• TASKS:
• 1. From the passage on the Smith commission, extract the words starting at "Lord Smith has" and ending at "none looks attractive.".
• 2. The passage on the Smith commission poses several options open to Lord Smith. List every one of them.
• 3. Write what comes next in the passage on the Smith commission, picking up after its final sentence.

== DOCUMENT

Lord Smith has been placed in a bind here. Does he use the available time-frame to deliver a lean package, broadly in line with what the three main UK parties published in the months before the vote? Does he recommend that more substantial powers be devolved, considerably altering the constitutional make-up of the UK without the due diligence that a longer process would allow? Or does he say he needs more time to come up with a workable form of devolution, letting the timetable slip? Those appear to be the options, and none looks attractive.

Of course the SNP would make political hay out of either the timetable slipping or the powers delivered being less than expected or desired. The fact that it is involved in the Smith commission might take some of the sting out of this (which explains why former Scottish secretary Michael Moore kept making this point during the House of Commons debate on the issue, for example).

====
== DATA SHOWN

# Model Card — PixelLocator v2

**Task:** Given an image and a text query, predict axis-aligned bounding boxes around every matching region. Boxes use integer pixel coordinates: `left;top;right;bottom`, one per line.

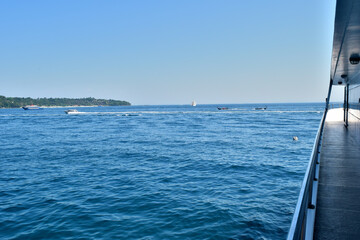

====

• OUTPUTS:
• 1.
Lord Smith has been placed in a bind here. Does he use the available time-frame to deliver a lean package, broadly in line with what the three main UK parties published in the months before the vote? Does he recommend that more substantial powers be devolved, considerably altering the constitutional make-up of the UK without the due diligence that a longer process would allow? Or does he say he needs more time to come up with a workable form of devolution, letting the timetable slip? Those appear to be the options, and none looks attractive.

• 2.
- Use the available time-frame to deliver a lean package, broadly in line with what the three main UK parties published in the months before the vote.
- Recommend that more substantial powers be devolved, considerably altering the constitutional make-up of the UK without the due diligence that a longer process would allow.
- Say he needs more time to come up with a workable form of devolution, letting the timetable slip.

• 3.
Outcomes

So what happens on November 30? A timetable slip has to be a real possibility. Even to read each of the public submissions during the month of November means that the commission must read more than 450 submissions each day – or 700 a day if you rule out weekends. And once they’ve been read, they of course need to be considered and presumably collated in some way.

Still, postponement would look terrible so it’s perhaps not the most likely outcome. More likely there will be proposals but with some kind of acknowledgement that not all the submissions could be considered – thereby undermining the democratic force of the process. Since the three main UK parties are in the majority, the most likely is a package along the lines of what they propose: more income tax devolution, some transfer of welfare powers, but nothing much more drastic.

Selling that to Scotland is probably not particularly difficult. Smith and the parties will be able to present it as being on a continuum of extra powers, following the creation of the parliament in 1999 and the Calman commission in 2012. You indicate to Yes voters that it’s another step to their end goal while telling No voters it strengthens the parliament and represents the will of the Scottish people. You have the advantage that the Yes side know it is not politically wise to call another referendum at this stage.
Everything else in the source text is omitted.